Collect every line of the records that contains the string "wooden" and copy each one out in full.

Data listing
** start **

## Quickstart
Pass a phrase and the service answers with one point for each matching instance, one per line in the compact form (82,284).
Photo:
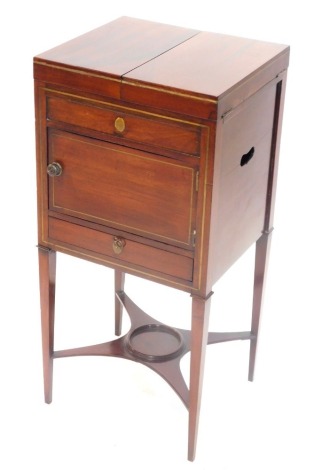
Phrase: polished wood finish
(161,145)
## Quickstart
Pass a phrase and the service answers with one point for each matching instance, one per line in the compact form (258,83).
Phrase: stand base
(153,344)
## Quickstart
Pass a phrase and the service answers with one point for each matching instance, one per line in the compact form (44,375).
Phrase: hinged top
(149,63)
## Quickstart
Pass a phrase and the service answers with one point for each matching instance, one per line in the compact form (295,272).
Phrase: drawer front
(134,191)
(138,255)
(162,133)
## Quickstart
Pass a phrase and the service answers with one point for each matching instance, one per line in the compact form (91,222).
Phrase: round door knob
(119,124)
(54,169)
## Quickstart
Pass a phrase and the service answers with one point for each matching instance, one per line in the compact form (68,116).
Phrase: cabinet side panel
(242,181)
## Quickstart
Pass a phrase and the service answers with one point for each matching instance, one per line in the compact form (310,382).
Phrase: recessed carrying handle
(247,157)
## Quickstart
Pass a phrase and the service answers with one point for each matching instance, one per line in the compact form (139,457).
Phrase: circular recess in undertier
(155,343)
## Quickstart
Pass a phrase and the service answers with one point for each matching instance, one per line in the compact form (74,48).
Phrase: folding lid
(152,64)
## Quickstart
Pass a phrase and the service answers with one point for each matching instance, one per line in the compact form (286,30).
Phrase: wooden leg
(119,278)
(199,335)
(261,260)
(47,281)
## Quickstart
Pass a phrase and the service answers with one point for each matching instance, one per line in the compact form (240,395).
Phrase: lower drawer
(132,253)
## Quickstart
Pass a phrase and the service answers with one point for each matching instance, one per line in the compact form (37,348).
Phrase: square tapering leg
(47,280)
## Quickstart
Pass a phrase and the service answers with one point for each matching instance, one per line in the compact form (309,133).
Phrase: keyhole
(247,157)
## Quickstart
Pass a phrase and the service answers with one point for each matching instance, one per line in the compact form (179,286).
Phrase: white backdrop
(109,413)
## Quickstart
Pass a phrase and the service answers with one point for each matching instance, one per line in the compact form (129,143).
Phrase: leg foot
(119,278)
(199,336)
(261,259)
(47,278)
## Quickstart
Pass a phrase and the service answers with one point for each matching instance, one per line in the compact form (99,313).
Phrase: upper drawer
(144,128)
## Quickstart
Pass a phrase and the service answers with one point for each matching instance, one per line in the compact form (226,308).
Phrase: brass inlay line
(127,108)
(170,92)
(120,265)
(127,82)
(79,72)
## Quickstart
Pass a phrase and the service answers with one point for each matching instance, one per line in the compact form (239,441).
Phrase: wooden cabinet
(157,155)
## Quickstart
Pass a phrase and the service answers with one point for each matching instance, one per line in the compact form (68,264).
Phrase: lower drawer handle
(118,244)
(54,169)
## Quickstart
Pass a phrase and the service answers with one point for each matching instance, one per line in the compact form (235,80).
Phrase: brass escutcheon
(119,124)
(118,244)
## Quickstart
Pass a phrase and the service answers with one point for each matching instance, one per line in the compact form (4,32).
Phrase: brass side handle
(119,124)
(54,169)
(118,244)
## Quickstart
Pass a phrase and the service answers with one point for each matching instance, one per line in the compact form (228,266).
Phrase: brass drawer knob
(118,244)
(119,124)
(54,169)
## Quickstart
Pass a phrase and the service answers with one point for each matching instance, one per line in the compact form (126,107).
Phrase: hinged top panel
(151,64)
(117,47)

** end **

* Response below:
Phrase: wooden leg
Phrase: wooden cabinet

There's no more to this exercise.